Dataset rows:
———

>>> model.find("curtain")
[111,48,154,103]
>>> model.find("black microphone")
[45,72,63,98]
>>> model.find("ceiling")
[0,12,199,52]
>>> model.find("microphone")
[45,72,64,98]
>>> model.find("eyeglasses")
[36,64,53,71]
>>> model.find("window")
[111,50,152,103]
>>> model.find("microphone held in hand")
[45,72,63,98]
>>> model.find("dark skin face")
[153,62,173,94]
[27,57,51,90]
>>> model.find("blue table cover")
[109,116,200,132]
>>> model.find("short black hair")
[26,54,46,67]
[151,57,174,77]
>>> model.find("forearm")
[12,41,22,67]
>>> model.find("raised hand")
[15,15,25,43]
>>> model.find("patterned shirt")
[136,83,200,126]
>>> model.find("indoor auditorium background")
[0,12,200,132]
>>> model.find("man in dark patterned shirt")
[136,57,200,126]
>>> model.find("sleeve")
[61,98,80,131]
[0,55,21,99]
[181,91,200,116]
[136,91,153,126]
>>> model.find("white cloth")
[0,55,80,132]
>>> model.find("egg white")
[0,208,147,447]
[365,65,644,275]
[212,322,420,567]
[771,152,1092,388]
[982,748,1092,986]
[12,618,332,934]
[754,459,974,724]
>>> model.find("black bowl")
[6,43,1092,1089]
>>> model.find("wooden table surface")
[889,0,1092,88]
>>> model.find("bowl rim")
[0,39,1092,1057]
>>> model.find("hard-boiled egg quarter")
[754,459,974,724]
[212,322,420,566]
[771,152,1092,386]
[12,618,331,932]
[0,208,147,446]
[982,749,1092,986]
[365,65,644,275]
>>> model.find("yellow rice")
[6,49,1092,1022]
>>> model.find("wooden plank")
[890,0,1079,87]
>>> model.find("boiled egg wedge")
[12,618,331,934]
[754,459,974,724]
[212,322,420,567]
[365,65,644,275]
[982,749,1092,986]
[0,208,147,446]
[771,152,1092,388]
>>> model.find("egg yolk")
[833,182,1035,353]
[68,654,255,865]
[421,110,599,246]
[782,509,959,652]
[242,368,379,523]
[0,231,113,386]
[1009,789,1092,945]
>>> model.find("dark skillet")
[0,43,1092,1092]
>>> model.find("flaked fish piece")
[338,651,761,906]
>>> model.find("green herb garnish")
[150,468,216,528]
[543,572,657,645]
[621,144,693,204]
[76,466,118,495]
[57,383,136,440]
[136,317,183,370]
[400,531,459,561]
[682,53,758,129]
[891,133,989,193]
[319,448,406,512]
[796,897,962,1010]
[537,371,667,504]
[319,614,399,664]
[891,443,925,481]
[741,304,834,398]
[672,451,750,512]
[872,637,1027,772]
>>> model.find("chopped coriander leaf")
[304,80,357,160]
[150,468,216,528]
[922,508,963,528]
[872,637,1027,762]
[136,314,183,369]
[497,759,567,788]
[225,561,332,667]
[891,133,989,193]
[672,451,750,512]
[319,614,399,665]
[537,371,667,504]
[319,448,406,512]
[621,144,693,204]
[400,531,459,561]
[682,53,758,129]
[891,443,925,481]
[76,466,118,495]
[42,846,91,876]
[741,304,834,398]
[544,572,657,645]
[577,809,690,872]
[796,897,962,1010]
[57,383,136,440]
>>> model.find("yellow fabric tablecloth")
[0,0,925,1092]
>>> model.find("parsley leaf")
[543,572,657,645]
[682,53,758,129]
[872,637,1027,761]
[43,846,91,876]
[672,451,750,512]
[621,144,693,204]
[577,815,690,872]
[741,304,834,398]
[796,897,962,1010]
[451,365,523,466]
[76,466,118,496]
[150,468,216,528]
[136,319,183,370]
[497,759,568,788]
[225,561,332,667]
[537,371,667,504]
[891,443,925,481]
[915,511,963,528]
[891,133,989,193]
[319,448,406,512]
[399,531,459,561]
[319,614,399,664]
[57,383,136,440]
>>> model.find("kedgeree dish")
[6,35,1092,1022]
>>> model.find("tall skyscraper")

———

Can you put these lines into a numbered list, leaving out any blank lines?

Reply to the task:
1. >>> model.find("curtain")
2. [111,48,154,103]
3. >>> model.find("black microphone")
4. [45,72,63,98]
5. >>> model.find("ceiling")
6. [0,12,199,52]
7. >>> model.find("microphone")
8. [45,72,64,98]
9. >>> model.find("eyeglasses")
10. [36,64,53,71]
11. >>> model.find("window")
12. [111,50,152,103]
13. >>> model.find("microphone held in hand")
14. [45,72,63,98]
15. >>> model.find("dark skin face")
16. [153,62,173,94]
17. [27,57,51,90]
18. >>> model.find("blue table cover")
19. [109,116,200,132]
20. >>> model.find("short black hair")
21. [26,54,46,67]
22. [151,57,174,77]
23. >>> model.find("forearm")
24. [12,41,22,67]
25. >>> model.find("raised hand")
26. [15,15,25,43]
27. >>> model.find("patterned shirt")
28. [136,83,200,126]
29. >>> model.find("indoor auditorium background")
30. [0,12,200,132]
31. >>> model.find("man in dark patterned shirt")
32. [136,57,200,126]
33. >>> model.find("sleeve")
34. [61,98,80,131]
35. [0,55,21,99]
36. [181,91,200,116]
37. [136,91,153,126]
38. >>> model.find("white cloth")
39. [0,55,80,132]
40. >>> model.find("egg white")
41. [0,208,147,447]
42. [365,65,644,275]
43. [212,322,420,567]
44. [771,152,1092,388]
45. [982,748,1092,986]
46. [12,618,332,934]
47. [754,459,974,724]
48. >>> model.find("black bowl")
49. [6,43,1092,1089]
50. >>> model.find("wooden table surface")
51. [889,0,1092,88]
52. >>> model.find("bowl rim")
53. [0,39,1092,1057]
54. >>> model.find("hard-boiled egg quarter")
55. [754,459,974,724]
56. [212,322,420,566]
57. [771,152,1092,386]
58. [12,618,331,932]
59. [0,208,147,446]
60. [982,749,1092,986]
61. [365,65,644,275]
62. >>> model.find("yellow rice")
63. [6,49,1092,1022]
64. >>> model.find("wooden plank")
65. [890,0,1079,87]
66. >>> model.find("boiled egg wedge")
67. [12,618,331,934]
68. [754,459,974,724]
69. [212,322,420,567]
70. [365,65,644,275]
71. [982,749,1092,986]
72. [0,208,147,446]
73. [771,152,1092,388]
74. >>> model.find("egg yolk")
75. [833,182,1035,353]
76. [68,654,255,865]
77. [421,110,599,246]
78. [782,509,959,652]
79. [242,368,379,523]
80. [0,231,113,386]
81. [1009,789,1092,945]
82. >>> model.find("dark skillet")
83. [0,43,1092,1092]
84. >>> model.find("flaked fish piece")
85. [338,651,761,906]
86. >>> model.find("green herb garnish")
87. [150,468,216,528]
88. [543,572,657,645]
89. [621,144,693,204]
90. [76,466,118,495]
91. [57,383,136,440]
92. [136,317,183,370]
93. [400,531,459,561]
94. [682,53,758,129]
95. [891,133,989,193]
96. [319,448,406,512]
97. [796,897,962,1010]
98. [537,371,667,504]
99. [319,614,399,664]
100. [891,443,925,481]
101. [741,304,834,398]
102. [672,451,750,512]
103. [872,637,1027,772]
104. >>> model.find("chopped coriander leaf")
105. [304,80,357,160]
106. [150,468,216,528]
107. [922,508,963,528]
108. [872,637,1027,762]
109. [136,314,183,369]
110. [497,759,567,788]
111. [225,561,332,667]
112. [891,133,989,193]
113. [672,451,750,512]
114. [319,614,399,665]
115. [537,371,667,504]
116. [319,448,406,512]
117. [621,144,693,204]
118. [400,531,459,561]
119. [682,53,758,129]
120. [891,443,925,481]
121. [76,466,118,495]
122. [42,846,91,876]
123. [741,304,834,398]
124. [544,572,657,645]
125. [577,809,690,872]
126. [796,897,962,1010]
127. [57,383,136,440]
128. >>> model.find("yellow fabric tablecloth")
129. [0,0,925,1092]
130. >>> model.find("parsley leaf")
131. [543,572,657,645]
132. [682,53,758,129]
133. [872,637,1027,761]
134. [43,846,91,876]
135. [672,451,750,512]
136. [621,144,693,204]
137. [577,815,690,872]
138. [741,304,834,398]
139. [796,897,962,1010]
140. [451,365,523,466]
141. [76,466,118,496]
142. [150,468,216,528]
143. [136,319,183,370]
144. [497,759,568,788]
145. [225,561,332,667]
146. [537,371,667,504]
147. [891,443,925,481]
148. [915,511,963,528]
149. [891,133,989,193]
150. [319,448,406,512]
151. [399,531,459,561]
152. [319,614,399,664]
153. [57,383,136,440]
154. >>> model.find("kedgeree dish")
155. [6,35,1092,1022]
156. >>> model.find("tall skyscraper")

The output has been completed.